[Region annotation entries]
########################################

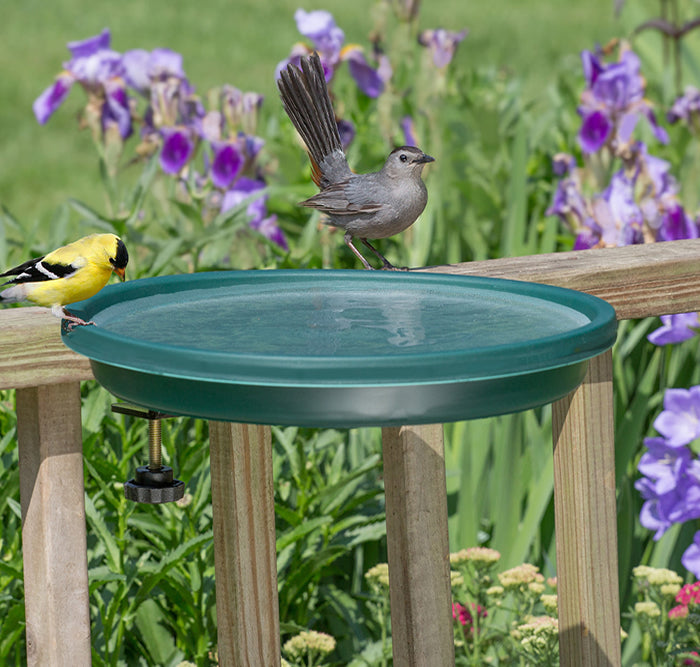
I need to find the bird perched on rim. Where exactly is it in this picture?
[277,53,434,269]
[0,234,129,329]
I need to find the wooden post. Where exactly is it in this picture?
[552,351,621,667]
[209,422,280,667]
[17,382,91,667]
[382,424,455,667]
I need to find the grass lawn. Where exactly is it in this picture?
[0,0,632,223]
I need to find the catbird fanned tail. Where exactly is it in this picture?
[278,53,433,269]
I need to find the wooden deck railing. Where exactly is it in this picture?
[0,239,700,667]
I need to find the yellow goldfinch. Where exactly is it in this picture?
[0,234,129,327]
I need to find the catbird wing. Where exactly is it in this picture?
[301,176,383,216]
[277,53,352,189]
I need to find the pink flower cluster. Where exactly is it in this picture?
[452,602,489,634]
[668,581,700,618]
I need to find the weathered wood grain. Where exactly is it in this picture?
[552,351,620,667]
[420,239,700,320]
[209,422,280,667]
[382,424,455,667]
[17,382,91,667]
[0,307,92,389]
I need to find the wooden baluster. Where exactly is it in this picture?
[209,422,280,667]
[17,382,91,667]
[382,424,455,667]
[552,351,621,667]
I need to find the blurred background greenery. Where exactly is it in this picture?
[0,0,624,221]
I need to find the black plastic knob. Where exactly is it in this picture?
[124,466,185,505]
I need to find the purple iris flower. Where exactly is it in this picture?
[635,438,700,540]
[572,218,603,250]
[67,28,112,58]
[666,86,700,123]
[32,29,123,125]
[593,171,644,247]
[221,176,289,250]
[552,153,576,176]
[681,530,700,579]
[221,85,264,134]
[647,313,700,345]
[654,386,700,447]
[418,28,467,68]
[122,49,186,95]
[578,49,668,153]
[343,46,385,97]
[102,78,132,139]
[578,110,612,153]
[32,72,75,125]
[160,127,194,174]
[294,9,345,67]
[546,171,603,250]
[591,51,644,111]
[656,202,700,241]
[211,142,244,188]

########################################

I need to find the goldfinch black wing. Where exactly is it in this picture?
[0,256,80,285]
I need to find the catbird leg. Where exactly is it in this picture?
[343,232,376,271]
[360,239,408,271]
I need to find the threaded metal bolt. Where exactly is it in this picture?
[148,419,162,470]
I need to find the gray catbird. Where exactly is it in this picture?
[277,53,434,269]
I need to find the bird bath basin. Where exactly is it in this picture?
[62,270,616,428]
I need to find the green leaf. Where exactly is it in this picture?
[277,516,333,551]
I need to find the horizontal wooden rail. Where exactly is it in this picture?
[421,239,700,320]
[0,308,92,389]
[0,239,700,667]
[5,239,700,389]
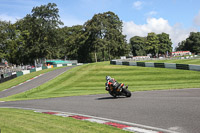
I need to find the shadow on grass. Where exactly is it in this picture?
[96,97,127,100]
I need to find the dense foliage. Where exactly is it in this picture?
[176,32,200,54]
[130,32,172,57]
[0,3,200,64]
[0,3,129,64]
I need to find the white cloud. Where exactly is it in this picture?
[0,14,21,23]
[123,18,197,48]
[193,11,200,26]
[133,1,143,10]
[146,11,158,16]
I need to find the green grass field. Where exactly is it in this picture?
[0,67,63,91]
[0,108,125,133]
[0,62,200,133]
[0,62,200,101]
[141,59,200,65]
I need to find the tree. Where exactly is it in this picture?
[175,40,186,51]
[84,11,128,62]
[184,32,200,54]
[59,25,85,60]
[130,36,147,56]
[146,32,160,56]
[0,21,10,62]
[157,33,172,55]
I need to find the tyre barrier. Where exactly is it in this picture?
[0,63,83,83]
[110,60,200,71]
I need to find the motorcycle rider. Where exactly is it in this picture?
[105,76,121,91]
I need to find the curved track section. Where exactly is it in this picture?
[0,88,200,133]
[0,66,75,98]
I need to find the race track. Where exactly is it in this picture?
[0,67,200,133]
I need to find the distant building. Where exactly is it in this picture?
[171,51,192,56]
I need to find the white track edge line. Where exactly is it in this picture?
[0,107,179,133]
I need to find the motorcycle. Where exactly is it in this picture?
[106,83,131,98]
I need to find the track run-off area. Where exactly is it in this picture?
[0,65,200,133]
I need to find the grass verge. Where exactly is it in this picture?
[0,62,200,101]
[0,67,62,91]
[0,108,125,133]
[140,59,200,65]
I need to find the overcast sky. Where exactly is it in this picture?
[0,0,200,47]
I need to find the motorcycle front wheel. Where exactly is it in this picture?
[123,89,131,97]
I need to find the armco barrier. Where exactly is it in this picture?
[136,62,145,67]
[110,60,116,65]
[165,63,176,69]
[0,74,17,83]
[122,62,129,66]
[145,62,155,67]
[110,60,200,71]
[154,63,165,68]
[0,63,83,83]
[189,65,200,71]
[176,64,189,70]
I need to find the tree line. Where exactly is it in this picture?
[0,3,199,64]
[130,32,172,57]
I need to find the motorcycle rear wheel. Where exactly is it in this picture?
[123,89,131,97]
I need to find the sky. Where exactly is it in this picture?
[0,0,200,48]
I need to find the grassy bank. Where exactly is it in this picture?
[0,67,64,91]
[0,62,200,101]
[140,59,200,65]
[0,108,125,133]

########################################

In the material, rewrite everything from the line containing "I need to find the horizontal" down to the line containing "[105,76,121,91]", swapping "exactly" for "precisely" and changing nothing else. Omit the pictures from your answer.

I need to find the horizontal wooden rail. Where precisely is it in this picture?
[421,239,700,320]
[0,308,92,389]
[0,239,700,667]
[5,239,700,389]
I need to find the shadow on grass. Where precisely is it in this picture?
[96,97,127,100]
I need to find the dense foliage. Where precisely is it in this picture?
[176,32,200,54]
[130,32,172,57]
[0,3,200,64]
[0,3,129,64]
I need to find the white cloud. Where precisely is it in this picture?
[0,14,21,23]
[123,18,197,48]
[193,11,200,26]
[133,1,143,10]
[146,11,158,16]
I need to find the green grass field. Where precisely is it in this picture?
[0,67,63,91]
[0,108,125,133]
[0,62,200,133]
[0,62,200,101]
[141,59,200,65]
I need to find the tree. Where precisely is it in this picture?
[175,40,186,51]
[84,11,128,62]
[184,32,200,54]
[59,25,85,60]
[130,36,147,56]
[146,32,160,56]
[0,21,10,62]
[157,33,172,55]
I need to find the tyre barrier. Where precisely is it in this picture?
[0,63,83,83]
[110,60,200,71]
I need to find the motorcycle rider. Where precisely is it in this picture?
[105,76,121,91]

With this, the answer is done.